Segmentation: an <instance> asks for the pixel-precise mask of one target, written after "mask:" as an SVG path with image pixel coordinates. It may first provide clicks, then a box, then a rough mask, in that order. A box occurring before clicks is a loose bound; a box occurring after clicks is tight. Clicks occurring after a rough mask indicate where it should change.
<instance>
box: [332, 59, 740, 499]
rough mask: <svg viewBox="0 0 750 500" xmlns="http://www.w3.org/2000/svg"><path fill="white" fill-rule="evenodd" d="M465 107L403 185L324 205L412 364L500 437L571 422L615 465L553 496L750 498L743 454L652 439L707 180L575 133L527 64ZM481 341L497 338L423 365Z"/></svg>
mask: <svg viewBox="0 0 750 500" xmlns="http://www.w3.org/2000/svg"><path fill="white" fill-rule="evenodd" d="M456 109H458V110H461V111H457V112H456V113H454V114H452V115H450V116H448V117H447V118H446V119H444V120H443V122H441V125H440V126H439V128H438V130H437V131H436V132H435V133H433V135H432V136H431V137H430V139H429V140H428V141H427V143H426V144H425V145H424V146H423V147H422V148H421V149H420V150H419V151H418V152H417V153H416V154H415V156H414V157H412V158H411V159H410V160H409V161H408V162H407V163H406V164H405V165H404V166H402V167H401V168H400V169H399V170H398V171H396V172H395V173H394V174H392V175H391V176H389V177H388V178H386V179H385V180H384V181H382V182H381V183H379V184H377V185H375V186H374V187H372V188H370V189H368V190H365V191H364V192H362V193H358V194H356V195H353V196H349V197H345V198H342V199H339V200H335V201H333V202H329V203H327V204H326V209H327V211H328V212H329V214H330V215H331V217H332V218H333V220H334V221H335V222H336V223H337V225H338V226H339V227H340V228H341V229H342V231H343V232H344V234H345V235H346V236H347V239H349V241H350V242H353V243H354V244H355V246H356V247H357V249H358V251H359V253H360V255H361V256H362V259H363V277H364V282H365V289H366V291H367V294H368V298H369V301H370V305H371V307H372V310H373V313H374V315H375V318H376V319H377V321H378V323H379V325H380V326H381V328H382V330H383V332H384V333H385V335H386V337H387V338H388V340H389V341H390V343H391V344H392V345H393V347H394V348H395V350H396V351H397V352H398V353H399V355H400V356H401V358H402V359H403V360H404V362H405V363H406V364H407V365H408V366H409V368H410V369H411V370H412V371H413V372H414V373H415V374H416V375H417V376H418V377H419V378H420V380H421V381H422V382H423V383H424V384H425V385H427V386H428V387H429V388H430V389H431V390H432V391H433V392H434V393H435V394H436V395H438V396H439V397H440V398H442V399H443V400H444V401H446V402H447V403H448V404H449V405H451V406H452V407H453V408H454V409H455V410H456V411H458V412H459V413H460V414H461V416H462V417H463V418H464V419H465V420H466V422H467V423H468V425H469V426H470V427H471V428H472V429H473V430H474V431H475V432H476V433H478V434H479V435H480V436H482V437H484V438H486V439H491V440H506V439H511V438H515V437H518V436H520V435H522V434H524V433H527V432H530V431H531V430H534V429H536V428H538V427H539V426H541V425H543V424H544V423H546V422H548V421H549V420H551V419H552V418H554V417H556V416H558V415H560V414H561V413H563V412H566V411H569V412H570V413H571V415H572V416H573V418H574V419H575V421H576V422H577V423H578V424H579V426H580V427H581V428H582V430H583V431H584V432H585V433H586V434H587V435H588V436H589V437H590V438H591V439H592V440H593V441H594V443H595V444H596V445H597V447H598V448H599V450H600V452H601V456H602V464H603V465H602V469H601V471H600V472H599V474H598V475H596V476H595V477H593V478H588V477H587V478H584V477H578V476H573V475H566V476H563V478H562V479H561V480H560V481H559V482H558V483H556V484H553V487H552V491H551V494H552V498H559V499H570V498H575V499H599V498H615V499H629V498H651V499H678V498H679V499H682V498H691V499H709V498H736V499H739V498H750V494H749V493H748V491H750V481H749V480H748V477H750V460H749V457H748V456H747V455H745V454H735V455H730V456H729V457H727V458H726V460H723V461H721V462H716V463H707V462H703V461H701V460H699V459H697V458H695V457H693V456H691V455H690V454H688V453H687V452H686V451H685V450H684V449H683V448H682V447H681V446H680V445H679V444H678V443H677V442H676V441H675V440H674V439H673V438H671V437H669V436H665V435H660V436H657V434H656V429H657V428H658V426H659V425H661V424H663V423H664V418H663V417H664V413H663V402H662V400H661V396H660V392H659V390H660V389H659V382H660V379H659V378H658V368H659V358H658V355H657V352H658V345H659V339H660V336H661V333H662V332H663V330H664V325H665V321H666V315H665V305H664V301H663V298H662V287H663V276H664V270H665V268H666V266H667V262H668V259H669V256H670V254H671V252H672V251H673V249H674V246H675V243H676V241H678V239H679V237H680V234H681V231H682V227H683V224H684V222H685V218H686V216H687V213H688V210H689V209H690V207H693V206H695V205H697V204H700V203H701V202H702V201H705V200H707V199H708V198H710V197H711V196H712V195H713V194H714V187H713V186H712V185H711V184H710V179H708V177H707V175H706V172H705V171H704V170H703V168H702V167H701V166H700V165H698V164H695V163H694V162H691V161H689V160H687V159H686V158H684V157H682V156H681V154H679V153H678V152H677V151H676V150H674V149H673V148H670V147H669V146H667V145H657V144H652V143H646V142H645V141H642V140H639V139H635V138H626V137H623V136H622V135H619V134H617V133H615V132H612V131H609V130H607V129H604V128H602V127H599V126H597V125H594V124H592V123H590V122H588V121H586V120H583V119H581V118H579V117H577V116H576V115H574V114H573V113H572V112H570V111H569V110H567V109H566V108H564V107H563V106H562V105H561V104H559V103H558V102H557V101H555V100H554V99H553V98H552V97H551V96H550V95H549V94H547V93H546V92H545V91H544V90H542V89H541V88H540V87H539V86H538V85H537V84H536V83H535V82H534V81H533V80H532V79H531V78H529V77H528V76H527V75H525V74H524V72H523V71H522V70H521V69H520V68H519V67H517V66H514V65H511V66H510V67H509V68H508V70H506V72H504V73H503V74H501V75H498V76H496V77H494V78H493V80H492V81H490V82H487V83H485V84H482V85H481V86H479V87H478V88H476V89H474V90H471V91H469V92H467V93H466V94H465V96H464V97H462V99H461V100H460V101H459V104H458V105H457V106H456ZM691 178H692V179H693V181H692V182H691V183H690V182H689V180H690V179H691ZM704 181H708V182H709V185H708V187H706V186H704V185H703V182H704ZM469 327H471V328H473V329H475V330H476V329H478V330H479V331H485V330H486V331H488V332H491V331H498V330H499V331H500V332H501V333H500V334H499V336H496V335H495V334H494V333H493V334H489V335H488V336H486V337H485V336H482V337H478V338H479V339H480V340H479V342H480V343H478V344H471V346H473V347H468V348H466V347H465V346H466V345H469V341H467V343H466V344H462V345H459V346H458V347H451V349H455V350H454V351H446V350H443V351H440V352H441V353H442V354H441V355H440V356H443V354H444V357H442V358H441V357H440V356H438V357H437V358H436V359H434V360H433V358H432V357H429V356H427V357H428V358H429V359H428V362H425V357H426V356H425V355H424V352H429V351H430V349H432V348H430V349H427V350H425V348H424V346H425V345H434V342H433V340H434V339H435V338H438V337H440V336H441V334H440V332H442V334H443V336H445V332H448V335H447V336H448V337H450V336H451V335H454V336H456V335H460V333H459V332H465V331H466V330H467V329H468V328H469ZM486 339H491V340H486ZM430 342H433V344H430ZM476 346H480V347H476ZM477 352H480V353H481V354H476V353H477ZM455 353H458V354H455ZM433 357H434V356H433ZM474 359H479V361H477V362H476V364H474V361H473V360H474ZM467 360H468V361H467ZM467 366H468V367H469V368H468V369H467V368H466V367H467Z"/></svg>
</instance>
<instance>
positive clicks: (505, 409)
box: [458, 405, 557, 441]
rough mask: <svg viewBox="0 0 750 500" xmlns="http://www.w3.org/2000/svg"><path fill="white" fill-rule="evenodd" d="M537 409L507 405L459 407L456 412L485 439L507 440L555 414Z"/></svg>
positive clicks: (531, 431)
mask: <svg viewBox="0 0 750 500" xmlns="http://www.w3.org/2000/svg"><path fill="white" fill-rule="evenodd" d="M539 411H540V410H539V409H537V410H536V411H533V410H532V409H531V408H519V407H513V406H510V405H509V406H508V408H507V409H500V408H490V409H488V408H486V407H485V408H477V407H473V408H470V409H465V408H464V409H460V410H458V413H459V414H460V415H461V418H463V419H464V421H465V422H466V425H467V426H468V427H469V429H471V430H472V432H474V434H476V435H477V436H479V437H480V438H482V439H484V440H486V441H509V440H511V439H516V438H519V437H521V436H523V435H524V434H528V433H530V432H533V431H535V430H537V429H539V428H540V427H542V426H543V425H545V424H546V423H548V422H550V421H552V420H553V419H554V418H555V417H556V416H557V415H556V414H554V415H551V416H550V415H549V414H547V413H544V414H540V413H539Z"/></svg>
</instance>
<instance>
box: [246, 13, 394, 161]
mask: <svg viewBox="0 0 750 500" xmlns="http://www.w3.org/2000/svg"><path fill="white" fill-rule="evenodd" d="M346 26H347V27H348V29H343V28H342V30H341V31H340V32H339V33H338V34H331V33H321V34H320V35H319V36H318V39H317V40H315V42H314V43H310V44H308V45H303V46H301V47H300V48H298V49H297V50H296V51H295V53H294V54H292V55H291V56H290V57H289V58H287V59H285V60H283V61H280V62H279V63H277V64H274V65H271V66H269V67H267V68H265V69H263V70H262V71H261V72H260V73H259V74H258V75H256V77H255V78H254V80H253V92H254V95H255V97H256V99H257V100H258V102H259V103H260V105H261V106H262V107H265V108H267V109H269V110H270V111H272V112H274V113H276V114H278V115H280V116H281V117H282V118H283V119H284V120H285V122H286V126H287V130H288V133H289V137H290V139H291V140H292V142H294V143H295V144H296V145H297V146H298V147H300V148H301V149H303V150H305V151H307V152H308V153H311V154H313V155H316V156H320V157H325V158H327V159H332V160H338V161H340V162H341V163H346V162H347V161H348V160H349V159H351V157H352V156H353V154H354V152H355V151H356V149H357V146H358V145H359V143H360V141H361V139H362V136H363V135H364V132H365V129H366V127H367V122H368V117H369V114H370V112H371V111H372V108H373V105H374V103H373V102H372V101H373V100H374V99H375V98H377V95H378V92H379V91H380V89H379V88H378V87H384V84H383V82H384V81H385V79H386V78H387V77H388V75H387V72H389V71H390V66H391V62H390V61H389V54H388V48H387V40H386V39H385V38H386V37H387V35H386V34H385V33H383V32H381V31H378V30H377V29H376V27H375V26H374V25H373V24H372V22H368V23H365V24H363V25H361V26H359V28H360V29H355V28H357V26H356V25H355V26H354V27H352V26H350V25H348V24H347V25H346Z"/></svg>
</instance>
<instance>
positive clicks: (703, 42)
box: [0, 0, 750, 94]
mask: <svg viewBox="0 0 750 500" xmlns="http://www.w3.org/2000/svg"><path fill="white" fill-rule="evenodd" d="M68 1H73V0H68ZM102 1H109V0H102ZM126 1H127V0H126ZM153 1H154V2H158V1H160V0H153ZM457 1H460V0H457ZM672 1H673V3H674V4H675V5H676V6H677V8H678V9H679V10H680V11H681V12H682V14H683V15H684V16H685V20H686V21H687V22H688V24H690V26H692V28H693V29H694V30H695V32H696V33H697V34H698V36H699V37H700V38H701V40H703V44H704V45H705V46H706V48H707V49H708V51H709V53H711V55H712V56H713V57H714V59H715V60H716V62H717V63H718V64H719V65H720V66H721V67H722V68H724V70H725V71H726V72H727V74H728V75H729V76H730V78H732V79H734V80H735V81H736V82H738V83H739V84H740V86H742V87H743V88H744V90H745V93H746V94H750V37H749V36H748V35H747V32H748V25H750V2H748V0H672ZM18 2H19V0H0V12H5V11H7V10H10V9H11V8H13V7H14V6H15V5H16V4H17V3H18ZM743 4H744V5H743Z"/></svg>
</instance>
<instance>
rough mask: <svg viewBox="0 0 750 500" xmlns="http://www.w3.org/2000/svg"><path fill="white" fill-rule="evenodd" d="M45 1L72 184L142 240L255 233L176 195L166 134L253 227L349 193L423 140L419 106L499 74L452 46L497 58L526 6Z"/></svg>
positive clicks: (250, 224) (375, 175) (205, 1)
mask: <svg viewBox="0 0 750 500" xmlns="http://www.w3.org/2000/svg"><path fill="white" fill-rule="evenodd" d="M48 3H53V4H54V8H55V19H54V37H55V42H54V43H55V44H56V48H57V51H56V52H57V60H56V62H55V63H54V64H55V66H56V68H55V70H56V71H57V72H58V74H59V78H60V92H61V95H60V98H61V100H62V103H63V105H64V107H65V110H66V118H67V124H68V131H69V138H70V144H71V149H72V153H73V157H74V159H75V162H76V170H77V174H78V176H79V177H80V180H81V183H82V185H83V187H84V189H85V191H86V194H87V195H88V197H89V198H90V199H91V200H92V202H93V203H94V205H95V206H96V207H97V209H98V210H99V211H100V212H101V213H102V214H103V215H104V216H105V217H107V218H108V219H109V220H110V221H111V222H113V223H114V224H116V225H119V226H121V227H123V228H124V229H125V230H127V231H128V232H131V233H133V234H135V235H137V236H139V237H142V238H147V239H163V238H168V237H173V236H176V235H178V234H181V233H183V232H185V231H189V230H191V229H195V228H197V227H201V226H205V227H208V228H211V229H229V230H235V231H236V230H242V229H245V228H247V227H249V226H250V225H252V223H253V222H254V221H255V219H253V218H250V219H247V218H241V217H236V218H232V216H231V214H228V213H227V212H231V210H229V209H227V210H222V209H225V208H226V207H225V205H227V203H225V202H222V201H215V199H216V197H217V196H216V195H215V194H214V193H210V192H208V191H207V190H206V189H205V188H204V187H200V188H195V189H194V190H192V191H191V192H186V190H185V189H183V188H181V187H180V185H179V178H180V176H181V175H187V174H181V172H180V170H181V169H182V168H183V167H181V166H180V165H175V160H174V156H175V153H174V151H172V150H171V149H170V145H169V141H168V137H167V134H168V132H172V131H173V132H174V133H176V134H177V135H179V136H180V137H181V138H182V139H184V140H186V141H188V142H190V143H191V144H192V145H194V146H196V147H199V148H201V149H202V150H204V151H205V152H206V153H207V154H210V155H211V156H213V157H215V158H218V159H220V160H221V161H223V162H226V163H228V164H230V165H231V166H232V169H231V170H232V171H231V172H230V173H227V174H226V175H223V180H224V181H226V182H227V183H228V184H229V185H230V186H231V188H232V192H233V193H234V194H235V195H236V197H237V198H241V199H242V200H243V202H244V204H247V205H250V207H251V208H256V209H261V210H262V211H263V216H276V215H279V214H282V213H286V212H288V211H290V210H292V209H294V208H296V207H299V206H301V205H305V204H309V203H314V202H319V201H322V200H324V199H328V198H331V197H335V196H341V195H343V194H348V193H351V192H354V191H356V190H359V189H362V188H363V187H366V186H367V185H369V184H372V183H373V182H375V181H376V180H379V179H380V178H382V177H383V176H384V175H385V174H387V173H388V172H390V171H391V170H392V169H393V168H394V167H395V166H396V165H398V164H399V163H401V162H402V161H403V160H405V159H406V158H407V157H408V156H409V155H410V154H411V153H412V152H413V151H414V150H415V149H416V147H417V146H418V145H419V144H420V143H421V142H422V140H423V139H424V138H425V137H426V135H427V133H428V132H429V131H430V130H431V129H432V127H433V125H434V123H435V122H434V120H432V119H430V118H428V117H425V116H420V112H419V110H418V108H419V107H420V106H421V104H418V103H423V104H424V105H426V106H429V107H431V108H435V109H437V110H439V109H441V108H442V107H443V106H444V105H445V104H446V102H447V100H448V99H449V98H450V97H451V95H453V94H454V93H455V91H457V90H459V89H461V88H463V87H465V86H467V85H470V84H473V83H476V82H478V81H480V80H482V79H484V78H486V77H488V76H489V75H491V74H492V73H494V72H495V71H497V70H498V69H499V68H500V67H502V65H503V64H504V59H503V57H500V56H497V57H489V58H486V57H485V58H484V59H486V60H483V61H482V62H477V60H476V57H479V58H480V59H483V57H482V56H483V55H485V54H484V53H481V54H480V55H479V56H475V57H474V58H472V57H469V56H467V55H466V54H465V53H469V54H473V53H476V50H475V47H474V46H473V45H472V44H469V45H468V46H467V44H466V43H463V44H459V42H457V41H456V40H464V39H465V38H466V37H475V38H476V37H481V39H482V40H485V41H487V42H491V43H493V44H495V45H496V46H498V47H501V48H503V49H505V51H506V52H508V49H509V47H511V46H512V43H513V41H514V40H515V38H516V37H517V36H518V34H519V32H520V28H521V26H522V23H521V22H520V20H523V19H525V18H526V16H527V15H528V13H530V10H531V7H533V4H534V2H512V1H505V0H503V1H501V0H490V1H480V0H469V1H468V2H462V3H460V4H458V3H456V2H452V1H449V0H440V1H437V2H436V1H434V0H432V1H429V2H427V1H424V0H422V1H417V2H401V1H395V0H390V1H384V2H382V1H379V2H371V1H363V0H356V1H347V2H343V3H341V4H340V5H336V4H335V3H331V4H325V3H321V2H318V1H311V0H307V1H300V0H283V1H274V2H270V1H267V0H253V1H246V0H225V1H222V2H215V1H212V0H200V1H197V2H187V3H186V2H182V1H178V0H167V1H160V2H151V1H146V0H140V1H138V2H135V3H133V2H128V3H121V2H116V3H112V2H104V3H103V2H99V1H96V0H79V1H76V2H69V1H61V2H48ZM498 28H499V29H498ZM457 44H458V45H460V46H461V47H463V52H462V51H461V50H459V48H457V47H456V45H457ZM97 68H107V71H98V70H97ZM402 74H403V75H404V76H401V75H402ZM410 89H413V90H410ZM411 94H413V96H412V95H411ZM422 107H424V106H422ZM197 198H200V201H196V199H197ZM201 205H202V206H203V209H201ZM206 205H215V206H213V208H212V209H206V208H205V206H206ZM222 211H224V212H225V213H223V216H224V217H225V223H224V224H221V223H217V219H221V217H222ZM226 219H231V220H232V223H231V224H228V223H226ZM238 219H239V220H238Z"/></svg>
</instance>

━━━━━━━━

§ **Work to be completed**
What is asked for is an exact copy of the lines above from the one containing "box: [246, 13, 394, 161]" through the one containing "positive clicks: (703, 42)", and only those.

§ **Task result**
box: [246, 13, 394, 161]
mask: <svg viewBox="0 0 750 500" xmlns="http://www.w3.org/2000/svg"><path fill="white" fill-rule="evenodd" d="M346 26H347V27H348V29H343V28H342V30H341V31H340V32H339V33H338V34H331V33H321V34H320V35H319V36H318V39H317V40H315V42H314V43H310V44H308V45H303V46H301V47H300V48H298V49H297V50H296V51H295V53H294V54H292V55H291V56H290V57H289V58H287V59H285V60H283V61H280V62H279V63H277V64H274V65H271V66H269V67H267V68H265V69H263V70H262V71H261V72H260V73H259V74H258V75H256V77H255V78H254V80H253V92H254V95H255V97H256V99H257V100H258V102H259V103H260V105H261V106H262V107H265V108H267V109H269V110H270V111H272V112H274V113H276V114H278V115H280V116H281V117H282V118H283V119H284V120H285V122H286V126H287V130H288V133H289V137H290V139H291V140H292V142H294V143H295V144H296V145H297V146H298V147H300V148H301V149H303V150H305V151H307V152H308V153H311V154H313V155H316V156H320V157H325V158H327V159H332V160H338V161H340V162H341V163H346V162H347V161H348V160H349V159H351V157H352V156H353V154H354V152H355V151H356V149H357V146H358V145H359V143H360V141H361V139H362V136H363V135H364V132H365V129H366V127H367V122H368V117H369V114H370V112H371V111H372V108H373V105H374V103H373V102H372V101H373V100H374V99H375V98H377V95H378V92H379V91H380V89H379V88H378V87H384V84H383V82H384V81H385V79H386V78H387V77H388V75H387V72H389V71H390V66H391V62H390V61H389V54H388V48H387V40H386V39H385V38H386V37H387V35H386V34H385V33H383V32H381V31H378V30H377V29H376V27H375V26H374V25H373V24H372V22H368V23H365V24H363V25H361V26H359V28H360V29H355V28H357V26H356V25H355V26H354V27H352V26H350V25H348V24H347V25H346Z"/></svg>
</instance>
<instance>
positive clicks: (703, 42)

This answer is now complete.